→ ACTIVITY: Check every line below for the word "clicks" and show those that hold it.

+ + + + +

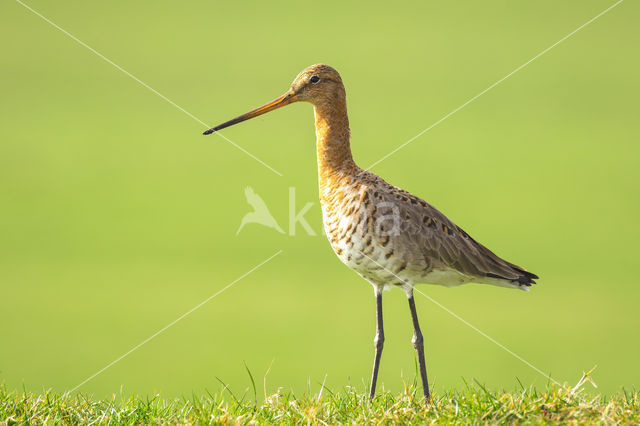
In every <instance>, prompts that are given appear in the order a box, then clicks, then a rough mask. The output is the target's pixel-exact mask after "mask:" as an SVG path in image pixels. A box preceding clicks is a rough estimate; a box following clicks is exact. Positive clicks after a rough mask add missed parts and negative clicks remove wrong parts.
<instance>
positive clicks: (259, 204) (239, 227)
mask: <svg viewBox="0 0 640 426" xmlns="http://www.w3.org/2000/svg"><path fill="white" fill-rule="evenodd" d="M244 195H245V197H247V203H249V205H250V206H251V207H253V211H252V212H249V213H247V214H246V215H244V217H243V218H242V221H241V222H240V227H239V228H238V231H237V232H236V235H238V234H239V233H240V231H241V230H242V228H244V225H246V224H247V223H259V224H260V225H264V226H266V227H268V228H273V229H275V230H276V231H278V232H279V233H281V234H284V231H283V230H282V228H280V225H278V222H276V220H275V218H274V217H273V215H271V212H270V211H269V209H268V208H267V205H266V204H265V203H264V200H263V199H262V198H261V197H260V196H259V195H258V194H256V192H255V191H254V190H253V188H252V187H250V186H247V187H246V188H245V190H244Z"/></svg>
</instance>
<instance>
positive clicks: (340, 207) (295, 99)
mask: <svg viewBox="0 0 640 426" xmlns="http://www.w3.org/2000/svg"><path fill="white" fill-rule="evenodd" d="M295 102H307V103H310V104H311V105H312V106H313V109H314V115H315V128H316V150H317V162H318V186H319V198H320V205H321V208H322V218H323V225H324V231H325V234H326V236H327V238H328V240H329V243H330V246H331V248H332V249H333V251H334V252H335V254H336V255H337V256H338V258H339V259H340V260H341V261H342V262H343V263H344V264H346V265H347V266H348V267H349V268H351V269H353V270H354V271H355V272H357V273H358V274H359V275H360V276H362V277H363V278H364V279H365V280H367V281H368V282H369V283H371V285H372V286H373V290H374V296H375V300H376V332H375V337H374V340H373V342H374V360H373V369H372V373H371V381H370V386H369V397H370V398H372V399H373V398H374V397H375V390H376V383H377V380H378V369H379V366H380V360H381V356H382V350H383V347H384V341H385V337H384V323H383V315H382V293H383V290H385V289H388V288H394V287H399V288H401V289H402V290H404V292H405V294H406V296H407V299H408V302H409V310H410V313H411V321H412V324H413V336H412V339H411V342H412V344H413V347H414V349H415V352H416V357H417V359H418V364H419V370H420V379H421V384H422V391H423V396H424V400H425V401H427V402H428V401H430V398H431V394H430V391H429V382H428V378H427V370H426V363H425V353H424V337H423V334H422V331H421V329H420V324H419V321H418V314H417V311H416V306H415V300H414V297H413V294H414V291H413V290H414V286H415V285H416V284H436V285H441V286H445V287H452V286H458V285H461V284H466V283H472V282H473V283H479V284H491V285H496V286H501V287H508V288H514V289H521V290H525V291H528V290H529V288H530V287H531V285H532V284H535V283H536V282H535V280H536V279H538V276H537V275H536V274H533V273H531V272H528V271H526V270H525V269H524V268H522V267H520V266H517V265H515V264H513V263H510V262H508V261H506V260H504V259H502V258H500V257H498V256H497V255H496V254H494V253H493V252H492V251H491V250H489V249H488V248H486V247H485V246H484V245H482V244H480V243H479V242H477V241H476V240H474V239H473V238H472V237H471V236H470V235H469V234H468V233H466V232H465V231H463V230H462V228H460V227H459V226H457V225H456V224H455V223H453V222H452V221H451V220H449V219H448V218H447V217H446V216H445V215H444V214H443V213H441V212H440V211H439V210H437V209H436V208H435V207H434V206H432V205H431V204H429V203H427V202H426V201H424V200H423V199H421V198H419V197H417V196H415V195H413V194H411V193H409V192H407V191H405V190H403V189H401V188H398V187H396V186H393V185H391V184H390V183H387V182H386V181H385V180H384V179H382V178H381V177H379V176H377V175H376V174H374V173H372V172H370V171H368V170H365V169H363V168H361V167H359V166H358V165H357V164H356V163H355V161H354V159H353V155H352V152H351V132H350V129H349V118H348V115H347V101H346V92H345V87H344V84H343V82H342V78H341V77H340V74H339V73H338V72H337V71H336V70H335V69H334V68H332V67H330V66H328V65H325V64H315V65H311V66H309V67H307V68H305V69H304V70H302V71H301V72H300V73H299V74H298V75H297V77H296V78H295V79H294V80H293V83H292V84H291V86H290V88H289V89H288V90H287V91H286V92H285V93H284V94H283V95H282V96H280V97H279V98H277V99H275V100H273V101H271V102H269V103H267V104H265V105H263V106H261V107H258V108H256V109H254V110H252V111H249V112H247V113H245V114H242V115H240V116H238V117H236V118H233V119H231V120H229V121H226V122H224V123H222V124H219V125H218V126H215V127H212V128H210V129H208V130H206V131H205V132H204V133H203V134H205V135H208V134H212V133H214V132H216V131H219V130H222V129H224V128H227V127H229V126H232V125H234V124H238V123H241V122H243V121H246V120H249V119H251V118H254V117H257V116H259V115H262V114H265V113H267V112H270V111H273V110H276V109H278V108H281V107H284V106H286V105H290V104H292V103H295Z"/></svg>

+ + + + +

→ FINISHED EXERCISE:
In every <instance>, prompts that are given appear in the order a box, then clicks, then a rough mask. The output is the target's pixel-exact mask after "mask:" as an SVG path in image pixels. A box preceding clicks is a rough estimate; a box following clicks is exact. Positive clicks after a rough mask add missed parts and negative clicks remove wrong parts.
positive clicks: (259, 204) (239, 227)
positive clicks: (340, 207) (295, 99)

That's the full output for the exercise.